» SOURCE EXTRACT
========================

For example, children’s toy firm LOL Surprise is selling trading cards in the real world with QR codes unlocking virtual experiences.  Conversely, food chain Chipotle Mexican Grill has launched a virtual restaurant online where players can practice making recipes to earn Burrito Bucks for spending at real world restaurants.[12]

Photo credit: © Chipotle

Indeed, we could conceive of the metaverse not so much as a separate world entirely, but as a convergence between our physical world and its digital equivalent, a ‘phygital’ sphere.

Forward-thinking companies should start considering today how well their offering translates into the virtual realm.  For big business and existing brands that means investing early, securing a presence on a platform before a nimbler operation takes the initiative.  Startups, meanwhile, can aim to be disruptors, exploiting their relative agility to upset the dominance of heritage brands and carving out niches in this expansive new marketplace.

Any foray into a brave new world comes laden with risks, and the metaverse is surely no exception.  So, what issues should give this latest wave of digital pioneers – and us as consumers – pause for thought?

========================

» DATASET RECORDS

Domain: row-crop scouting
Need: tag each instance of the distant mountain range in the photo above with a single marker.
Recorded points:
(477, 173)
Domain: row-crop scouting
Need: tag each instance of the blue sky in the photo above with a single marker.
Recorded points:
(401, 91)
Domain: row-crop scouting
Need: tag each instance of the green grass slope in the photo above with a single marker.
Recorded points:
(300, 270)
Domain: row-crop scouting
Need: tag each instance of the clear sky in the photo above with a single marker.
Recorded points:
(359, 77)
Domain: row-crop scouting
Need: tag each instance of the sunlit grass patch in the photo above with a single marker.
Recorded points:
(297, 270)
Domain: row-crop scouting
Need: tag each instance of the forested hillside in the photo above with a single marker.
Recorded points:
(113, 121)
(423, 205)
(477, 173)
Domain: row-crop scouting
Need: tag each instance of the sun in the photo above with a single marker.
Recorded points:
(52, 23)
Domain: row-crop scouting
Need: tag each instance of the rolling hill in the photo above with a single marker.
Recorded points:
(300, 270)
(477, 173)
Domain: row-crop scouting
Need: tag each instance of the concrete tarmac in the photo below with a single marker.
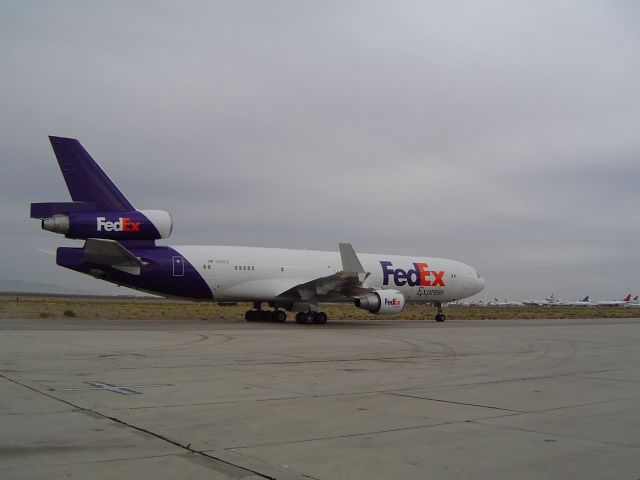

========================

» EXERCISE INSTRUCTIONS
Carry on the passage about brands entering the metaverse, picking up after its closing question about the issues that should give digital pioneers and consumers pause.

» RESPONSE AREA
Mitigating risk in the metaverse

Given social media’s questionable track record so far on policing truth, encouraging impartial debate, and increasing societal cohesion, many wonder how the metaverse can be protected from similar misuse.  Will it become just the latest playground for trolls, hackers, political operatives, and criminals?  Can we learn something from the pitfalls of the internet to limit harassment abuse, radicalization, and misinformation?

With few clear answers so far, these issues remain some way off being resolved.  However, they are at least being actively discussed within the community where there is broad agreement that data protection and security laws will need to evolve in tandem with the technology to ensure a healthy and functioning metaverse.

Data rules currently comprise a patchwork of international laws, such as the EU’s General Data Protection Regulation (GDPR), or Canada’s Personal Information Protection and Electronic Documents Act.  The USA lacks federal regulations governing many companies but relies instead on a potpourri of laws including the Fair Credit Reporting Act, the Family Educational Rights and Privacy Act and the Children’s Online Privacy Protection Act.  China operates under its own Personal Information Protection Law (PIPL).

Consumers will have to adopt a new wariness too, recognizing that swathes of once-hidden data (body language, vocal inflection, physiological responses, behavior patterns) will be readily available to advertisers and scammers alike.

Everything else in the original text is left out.